[Photo-based referring expression data]
———

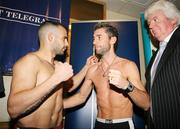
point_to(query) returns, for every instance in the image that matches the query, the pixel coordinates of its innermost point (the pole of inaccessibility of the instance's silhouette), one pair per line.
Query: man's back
(49, 114)
(112, 102)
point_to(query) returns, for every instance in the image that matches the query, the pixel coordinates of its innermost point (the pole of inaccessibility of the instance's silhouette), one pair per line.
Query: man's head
(105, 36)
(53, 35)
(162, 17)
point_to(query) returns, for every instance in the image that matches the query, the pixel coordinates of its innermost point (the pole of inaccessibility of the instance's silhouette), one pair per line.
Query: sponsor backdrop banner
(146, 40)
(83, 116)
(19, 21)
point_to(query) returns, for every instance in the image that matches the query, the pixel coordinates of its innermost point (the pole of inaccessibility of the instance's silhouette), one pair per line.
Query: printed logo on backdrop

———

EXERCISE REQUIREMENTS — Repeat the line containing "Query: man's head" and all subsequent lines through the final line of the data, exactly and with no others.

WRITTEN ANSWER —
Query: man's head
(105, 36)
(53, 35)
(162, 17)
point_to(query) returns, for every instance in the image that matches the query, the pixel coordinates of its innermost point (the pole of inaccessibility of the instance's silhouette), one pair per line.
Query: sponsor backdrop banner
(146, 40)
(83, 116)
(19, 21)
point_to(query) returns, for every instance in the image that matches the query, the pixel coordinates of its innermost point (the pole of inaccessibility of the instance's silhouette), one pair per line.
Query: printed logo on backdrop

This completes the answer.